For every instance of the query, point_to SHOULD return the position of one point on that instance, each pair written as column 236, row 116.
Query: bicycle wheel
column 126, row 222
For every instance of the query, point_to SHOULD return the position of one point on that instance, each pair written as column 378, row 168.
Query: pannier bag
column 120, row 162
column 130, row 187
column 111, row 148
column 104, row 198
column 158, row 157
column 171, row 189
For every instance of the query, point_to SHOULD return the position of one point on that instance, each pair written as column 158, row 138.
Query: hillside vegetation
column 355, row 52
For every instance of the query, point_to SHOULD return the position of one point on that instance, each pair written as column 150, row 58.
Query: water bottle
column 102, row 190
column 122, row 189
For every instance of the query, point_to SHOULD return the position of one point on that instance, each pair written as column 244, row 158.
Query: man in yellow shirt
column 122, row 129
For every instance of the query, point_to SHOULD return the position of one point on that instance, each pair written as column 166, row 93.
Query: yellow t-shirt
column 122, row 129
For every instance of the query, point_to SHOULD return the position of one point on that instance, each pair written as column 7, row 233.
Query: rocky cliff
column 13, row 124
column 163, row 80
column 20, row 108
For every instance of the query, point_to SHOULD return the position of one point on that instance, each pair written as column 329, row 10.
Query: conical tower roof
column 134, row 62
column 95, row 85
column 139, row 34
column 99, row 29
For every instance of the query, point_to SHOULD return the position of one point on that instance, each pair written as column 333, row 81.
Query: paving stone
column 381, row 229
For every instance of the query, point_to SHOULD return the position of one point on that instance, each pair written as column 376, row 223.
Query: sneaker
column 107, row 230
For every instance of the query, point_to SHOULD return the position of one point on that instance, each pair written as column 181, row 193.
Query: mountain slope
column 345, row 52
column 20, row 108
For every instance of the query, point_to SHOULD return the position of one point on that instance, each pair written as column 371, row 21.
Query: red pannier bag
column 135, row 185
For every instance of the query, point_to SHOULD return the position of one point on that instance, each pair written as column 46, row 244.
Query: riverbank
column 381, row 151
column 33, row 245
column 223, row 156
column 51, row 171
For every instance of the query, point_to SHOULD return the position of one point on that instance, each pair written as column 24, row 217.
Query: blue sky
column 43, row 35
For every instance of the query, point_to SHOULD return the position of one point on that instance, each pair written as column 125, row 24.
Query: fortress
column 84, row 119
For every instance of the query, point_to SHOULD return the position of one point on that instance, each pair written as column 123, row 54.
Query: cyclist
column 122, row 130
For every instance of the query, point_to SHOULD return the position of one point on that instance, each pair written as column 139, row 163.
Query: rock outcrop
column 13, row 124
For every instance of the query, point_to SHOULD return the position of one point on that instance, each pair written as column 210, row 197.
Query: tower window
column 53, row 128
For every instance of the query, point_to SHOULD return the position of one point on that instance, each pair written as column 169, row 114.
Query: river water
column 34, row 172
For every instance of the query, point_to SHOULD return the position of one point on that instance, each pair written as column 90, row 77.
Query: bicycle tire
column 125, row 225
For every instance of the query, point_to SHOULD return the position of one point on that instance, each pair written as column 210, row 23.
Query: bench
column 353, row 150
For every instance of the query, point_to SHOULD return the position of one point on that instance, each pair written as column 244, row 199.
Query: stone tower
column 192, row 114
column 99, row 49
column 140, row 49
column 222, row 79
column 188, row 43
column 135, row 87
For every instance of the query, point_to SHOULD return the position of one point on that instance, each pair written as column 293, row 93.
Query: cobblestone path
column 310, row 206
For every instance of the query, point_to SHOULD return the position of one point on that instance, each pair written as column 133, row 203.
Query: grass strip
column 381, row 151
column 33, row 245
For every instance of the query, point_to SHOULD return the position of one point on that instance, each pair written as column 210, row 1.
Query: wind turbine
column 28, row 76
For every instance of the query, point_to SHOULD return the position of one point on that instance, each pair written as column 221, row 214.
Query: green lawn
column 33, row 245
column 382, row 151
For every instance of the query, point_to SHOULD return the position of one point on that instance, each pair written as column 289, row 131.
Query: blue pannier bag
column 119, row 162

____________________

● AIM OF THE EXERCISE
Please write out everything in the material from the line containing "139, row 163." down to the line containing "column 125, row 225", swapping "river water" for "lake water" and keeping everything else unchanged.

● OUTPUT FOR THIS EXERCISE
For every instance of the query, point_to SHOULD return the position of one point on that instance, each pair written as column 139, row 163.
Query: rock outcrop
column 13, row 124
For every instance of the query, point_to SHOULD return the position of one point on that instance, each pair written as column 210, row 197.
Query: tower window
column 53, row 128
For every instance of the query, point_to SHOULD return the position of one point on that instance, each pair written as column 169, row 114.
Query: lake water
column 34, row 172
For every instance of the query, point_to SHOULD return the position of one point on that instance, each pair written as column 90, row 77.
Query: bicycle tire
column 125, row 225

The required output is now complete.